Make an exact reproduction of all the data.

BEGIN RECORDS TO USE

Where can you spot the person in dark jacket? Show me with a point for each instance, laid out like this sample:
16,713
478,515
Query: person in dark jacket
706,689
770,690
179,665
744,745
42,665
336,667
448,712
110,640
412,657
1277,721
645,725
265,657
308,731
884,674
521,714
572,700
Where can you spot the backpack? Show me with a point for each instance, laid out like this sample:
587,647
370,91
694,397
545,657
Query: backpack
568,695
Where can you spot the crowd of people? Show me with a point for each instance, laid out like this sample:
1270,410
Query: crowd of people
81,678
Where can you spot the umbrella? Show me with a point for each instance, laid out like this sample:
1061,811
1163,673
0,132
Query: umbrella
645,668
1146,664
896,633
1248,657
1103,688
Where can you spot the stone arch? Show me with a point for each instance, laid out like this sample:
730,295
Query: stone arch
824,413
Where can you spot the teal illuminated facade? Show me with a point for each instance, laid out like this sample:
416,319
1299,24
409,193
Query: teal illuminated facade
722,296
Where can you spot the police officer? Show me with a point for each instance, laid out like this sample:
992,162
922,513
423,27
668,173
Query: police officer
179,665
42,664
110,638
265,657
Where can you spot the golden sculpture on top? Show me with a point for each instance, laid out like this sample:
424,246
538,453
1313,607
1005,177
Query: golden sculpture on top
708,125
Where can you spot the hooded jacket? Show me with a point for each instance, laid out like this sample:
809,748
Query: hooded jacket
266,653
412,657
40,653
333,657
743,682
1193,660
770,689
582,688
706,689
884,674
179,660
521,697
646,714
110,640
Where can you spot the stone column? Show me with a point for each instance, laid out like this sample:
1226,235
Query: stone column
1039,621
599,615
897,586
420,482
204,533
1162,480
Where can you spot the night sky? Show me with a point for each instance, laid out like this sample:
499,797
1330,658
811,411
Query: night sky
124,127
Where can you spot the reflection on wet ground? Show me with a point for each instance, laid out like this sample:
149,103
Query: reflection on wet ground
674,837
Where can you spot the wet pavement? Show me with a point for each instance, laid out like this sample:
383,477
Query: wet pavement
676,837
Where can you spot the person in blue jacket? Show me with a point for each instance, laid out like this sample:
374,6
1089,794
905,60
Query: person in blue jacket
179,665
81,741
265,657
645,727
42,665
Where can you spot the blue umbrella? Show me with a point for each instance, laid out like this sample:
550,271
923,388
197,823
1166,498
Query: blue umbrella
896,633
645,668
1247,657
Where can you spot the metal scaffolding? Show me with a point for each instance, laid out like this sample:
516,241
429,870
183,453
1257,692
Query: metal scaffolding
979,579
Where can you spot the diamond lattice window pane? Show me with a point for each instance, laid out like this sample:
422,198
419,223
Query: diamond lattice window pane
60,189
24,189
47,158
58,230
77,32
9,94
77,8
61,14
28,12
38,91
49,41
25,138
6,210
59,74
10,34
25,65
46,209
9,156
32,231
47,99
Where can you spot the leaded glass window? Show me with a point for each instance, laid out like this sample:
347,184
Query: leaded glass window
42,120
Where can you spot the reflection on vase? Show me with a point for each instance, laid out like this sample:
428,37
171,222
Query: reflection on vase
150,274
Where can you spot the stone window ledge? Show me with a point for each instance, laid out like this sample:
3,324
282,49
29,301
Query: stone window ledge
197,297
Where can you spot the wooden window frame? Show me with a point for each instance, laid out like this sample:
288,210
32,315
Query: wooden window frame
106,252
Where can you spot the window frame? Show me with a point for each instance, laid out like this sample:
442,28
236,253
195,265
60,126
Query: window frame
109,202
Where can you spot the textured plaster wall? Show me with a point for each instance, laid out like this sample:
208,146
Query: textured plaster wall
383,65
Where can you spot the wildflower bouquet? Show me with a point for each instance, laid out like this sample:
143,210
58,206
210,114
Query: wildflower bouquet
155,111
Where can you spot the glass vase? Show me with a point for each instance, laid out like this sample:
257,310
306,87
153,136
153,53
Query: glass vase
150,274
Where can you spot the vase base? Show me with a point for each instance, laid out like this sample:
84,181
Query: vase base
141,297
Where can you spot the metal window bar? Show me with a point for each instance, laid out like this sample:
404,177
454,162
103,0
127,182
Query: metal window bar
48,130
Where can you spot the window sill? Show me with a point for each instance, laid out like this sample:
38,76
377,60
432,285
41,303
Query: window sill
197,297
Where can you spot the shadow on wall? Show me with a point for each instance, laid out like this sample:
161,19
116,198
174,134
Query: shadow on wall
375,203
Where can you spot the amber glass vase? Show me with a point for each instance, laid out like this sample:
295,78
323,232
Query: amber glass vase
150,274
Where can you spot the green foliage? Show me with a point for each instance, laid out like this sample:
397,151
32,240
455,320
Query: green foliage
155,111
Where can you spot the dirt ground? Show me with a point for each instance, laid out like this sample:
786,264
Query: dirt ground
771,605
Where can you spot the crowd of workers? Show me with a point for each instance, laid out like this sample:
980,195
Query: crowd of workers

END RECORDS TO USE

▸ **EXERCISE RESULT**
Where can you spot the person in dark jacket? Show me with a point for each instance, laid out like this sample:
16,713
478,515
Query: person in dark jacket
706,689
770,690
179,665
744,745
42,665
336,667
448,712
110,640
412,657
1277,721
645,725
265,657
308,731
884,674
521,714
572,700
Where can you spot the backpack? Show me with a point for each instance, laid out like this sample:
587,647
370,91
694,397
545,657
Query: backpack
568,695
Where can you spot the crowd of people? Show me with a point for each instance, laid out like this sample:
1270,410
Query: crowd of people
81,678
Where can you spot the umbrella? Show me with a point for each instance, laid out like this sample:
1061,811
1163,673
0,132
Query: umbrella
645,668
1146,664
896,633
1248,657
1103,688
Where can you spot the stone arch? Show me with a point for each instance, laid out like this sample:
730,295
Query: stone arch
824,413
Where can you spot the teal illuminated facade? Show me with a point for each instance, laid out like this sample:
416,319
1299,24
409,193
Query: teal illuminated facade
722,296
Where can you spot the police officer? Show me with a point for each instance, laid out like this sample:
992,162
922,513
423,27
668,173
Query: police officer
179,665
42,664
110,638
265,657
Where can you spot the golden sculpture on top? Show me with a point for each instance, laid out like this sample:
424,246
538,453
1313,607
1005,177
Query: golden sculpture on top
708,125
Where can you spot the hooded jacket? Show me with a point for each instance, laid out like this sample:
809,748
Query: hooded jacket
266,653
412,657
40,653
333,657
743,682
1193,660
770,689
582,688
706,689
884,674
179,660
521,697
646,714
110,640
Where can you spot the stone column? Show me with a point for each instance, laid out like this sample:
1226,235
Query: stone column
1039,621
599,615
897,586
420,482
204,533
1162,480
Where can you spot the night sky? Show me with a point for each instance, laid out like this sample:
499,797
1330,658
811,411
Query: night sky
124,127
Where can you spot the reflection on wet ground? Show me with a point for each instance, laid out like this sample:
149,103
Query: reflection on wet ground
674,837
Where can you spot the wet pavement? Show me with a point for each instance, laid out like this sample:
383,477
Query: wet pavement
676,837
Where can you spot the person in blue jacket? Show me with a point for each instance, laid out like this sample:
374,6
1089,794
905,60
Query: person in blue jacket
179,665
81,741
265,657
645,727
42,665
Where can you spot the blue umbrella? Show me with a point for each instance, laid out like this sample:
550,271
923,388
197,823
1166,498
Query: blue umbrella
896,633
645,668
1247,657
Where can you spot the metal scaffolding? Show me with a point for each instance, laid out like this sample:
516,241
429,870
183,453
1257,692
Query: metal scaffolding
979,579
Where can you spot the diamond lattice window pane? Show me with a point for each instance, laid out like this sample:
422,198
419,223
Query: diamond lattice window pane
60,189
24,189
47,158
58,230
77,32
9,94
77,8
61,14
28,12
38,91
49,41
25,138
6,210
59,74
10,34
25,65
46,209
9,156
32,231
47,99
Where can you spot the leaded glass window? Show me with a point for each instance, laid out like this sample:
347,184
Query: leaded glass window
42,120
Where can you spot the reflection on vase? Show me with a point for each instance, laid out like this sample:
428,37
171,222
Query: reflection on vase
150,274
Where can you spot the stone window ledge? Show me with a point for each instance, laid out like this sample:
3,324
282,49
29,301
Query: stone window ledge
197,297
Where can you spot the wooden window frame? Show me with a point for each instance, laid out like this sample:
288,210
32,315
Query: wooden window frame
106,252
Where can you spot the window frame? Show me with a point for each instance, laid out like this sample:
442,28
236,253
195,265
60,126
Query: window frame
109,202
Where can you spot the textured plaster wall? Show me with a point for each instance, laid out like this sample:
208,146
Query: textured plaster wall
383,65
Where can you spot the wildflower bouquet? Show me with a point for each instance, laid out like this sample:
143,210
58,206
210,114
Query: wildflower bouquet
155,111
Where can you spot the glass vase? Show me with a point for each instance, laid out like this sample:
257,310
306,87
153,136
153,53
Query: glass vase
150,274
Where can you spot the vase base? Show me with a point for each instance, laid out like this sample:
84,181
Query: vase base
141,297
Where can you spot the metal window bar? Show me with a point for each instance, laid out like this sample:
404,177
454,162
103,0
127,182
Query: metal window bar
48,130
Where can you spot the window sill? Show me with a point for each instance, laid out like this sample:
38,76
377,60
432,285
41,303
Query: window sill
197,297
Where can you spot the shadow on wall? Show me with a point for each instance, laid out like this sample:
161,19
116,198
174,134
Query: shadow on wall
375,203
Where can you spot the amber glass vase? Show me with a point for each instance, laid out like this sample:
295,78
323,232
Query: amber glass vase
150,274
Where can you spot the green foliage? Show me with a point for each instance, laid out like this sample:
397,151
32,240
455,320
Query: green foliage
155,111
Where can you spot the dirt ground? Show me with a point for each instance, laid out like this sample:
786,264
Query: dirt ground
771,605
Where can you spot the crowd of workers? Show me with a point for each instance, laid out like this sample:
980,195
Query: crowd of workers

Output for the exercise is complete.